### Work instruction
Please repeat the data exactly, leaving nothing out.

**** Data provided

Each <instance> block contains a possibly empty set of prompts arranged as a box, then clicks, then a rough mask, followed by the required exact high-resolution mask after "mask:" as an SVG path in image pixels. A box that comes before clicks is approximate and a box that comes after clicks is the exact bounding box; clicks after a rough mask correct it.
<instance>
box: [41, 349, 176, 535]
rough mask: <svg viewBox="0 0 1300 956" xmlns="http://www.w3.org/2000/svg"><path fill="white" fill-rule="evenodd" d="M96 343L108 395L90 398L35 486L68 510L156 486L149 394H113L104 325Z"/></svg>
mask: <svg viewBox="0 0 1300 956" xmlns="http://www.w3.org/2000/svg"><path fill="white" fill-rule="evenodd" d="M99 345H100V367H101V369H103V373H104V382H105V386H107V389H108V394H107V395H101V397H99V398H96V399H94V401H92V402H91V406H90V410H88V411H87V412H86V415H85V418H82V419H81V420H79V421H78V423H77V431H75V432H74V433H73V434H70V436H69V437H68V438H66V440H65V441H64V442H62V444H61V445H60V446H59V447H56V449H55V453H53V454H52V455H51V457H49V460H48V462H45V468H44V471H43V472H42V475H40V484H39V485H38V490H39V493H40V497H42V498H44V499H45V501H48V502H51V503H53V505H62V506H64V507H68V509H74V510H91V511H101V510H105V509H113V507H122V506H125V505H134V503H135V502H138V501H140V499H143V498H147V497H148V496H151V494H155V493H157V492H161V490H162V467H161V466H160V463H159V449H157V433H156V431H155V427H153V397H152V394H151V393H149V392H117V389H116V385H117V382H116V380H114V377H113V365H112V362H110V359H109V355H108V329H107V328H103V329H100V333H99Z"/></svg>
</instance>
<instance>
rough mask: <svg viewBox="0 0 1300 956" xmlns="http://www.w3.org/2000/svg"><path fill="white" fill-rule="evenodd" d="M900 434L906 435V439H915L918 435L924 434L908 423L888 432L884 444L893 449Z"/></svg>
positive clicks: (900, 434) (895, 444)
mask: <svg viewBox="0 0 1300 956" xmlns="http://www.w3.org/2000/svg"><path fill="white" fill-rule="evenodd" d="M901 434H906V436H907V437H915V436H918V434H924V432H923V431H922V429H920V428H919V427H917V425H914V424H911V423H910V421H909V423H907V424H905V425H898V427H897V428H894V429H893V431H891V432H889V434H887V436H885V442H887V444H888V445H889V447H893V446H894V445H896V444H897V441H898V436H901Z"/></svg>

********

### Problem solution
Each <instance> block contains a possibly empty set of prompts arranged as a box, then clicks, then a rough mask, followed by the required exact high-resolution mask after "mask:" as an SVG path in image pixels. A box that comes before clicks is approximate and a box that comes after clicks is the exact bounding box; clicks after a rough mask correct it.
<instance>
box: [41, 349, 176, 535]
rough mask: <svg viewBox="0 0 1300 956" xmlns="http://www.w3.org/2000/svg"><path fill="white" fill-rule="evenodd" d="M96 343L108 395L90 398L35 486L68 510L156 486L149 394H113L104 325Z"/></svg>
mask: <svg viewBox="0 0 1300 956" xmlns="http://www.w3.org/2000/svg"><path fill="white" fill-rule="evenodd" d="M99 345H100V367H101V369H103V373H104V382H105V386H107V389H108V394H107V395H101V397H99V398H96V399H94V401H92V402H91V406H90V410H88V411H87V412H86V415H85V418H82V419H81V420H79V421H78V423H77V431H75V432H74V433H73V434H70V436H69V437H68V438H66V440H65V441H64V442H62V444H61V445H60V446H59V447H56V449H55V453H53V454H52V455H51V457H49V460H48V462H45V468H44V471H43V472H42V475H40V484H39V485H38V490H39V493H40V497H42V498H44V499H45V501H48V502H51V503H53V505H62V506H64V507H68V509H74V510H91V511H101V510H105V509H113V507H122V506H125V505H134V503H135V502H138V501H140V499H143V498H147V497H148V496H151V494H155V493H157V492H161V490H162V467H161V466H160V463H159V449H157V433H156V431H155V427H153V397H152V394H151V393H149V392H117V389H116V385H117V382H116V380H114V377H113V365H112V362H110V359H109V355H108V329H107V328H103V329H100V333H99Z"/></svg>
</instance>
<instance>
rough mask: <svg viewBox="0 0 1300 956" xmlns="http://www.w3.org/2000/svg"><path fill="white" fill-rule="evenodd" d="M900 434L906 435V439H915L918 435L924 434L908 423L888 432L884 444L893 449Z"/></svg>
positive clicks: (900, 434) (895, 444)
mask: <svg viewBox="0 0 1300 956" xmlns="http://www.w3.org/2000/svg"><path fill="white" fill-rule="evenodd" d="M901 434H906V436H907V437H915V436H918V434H924V432H923V431H922V429H920V428H919V427H917V425H914V424H911V423H910V421H909V423H907V424H905V425H898V427H897V428H894V429H893V431H891V432H889V434H887V436H885V442H887V444H888V445H889V447H893V446H894V445H896V444H897V441H898V436H901Z"/></svg>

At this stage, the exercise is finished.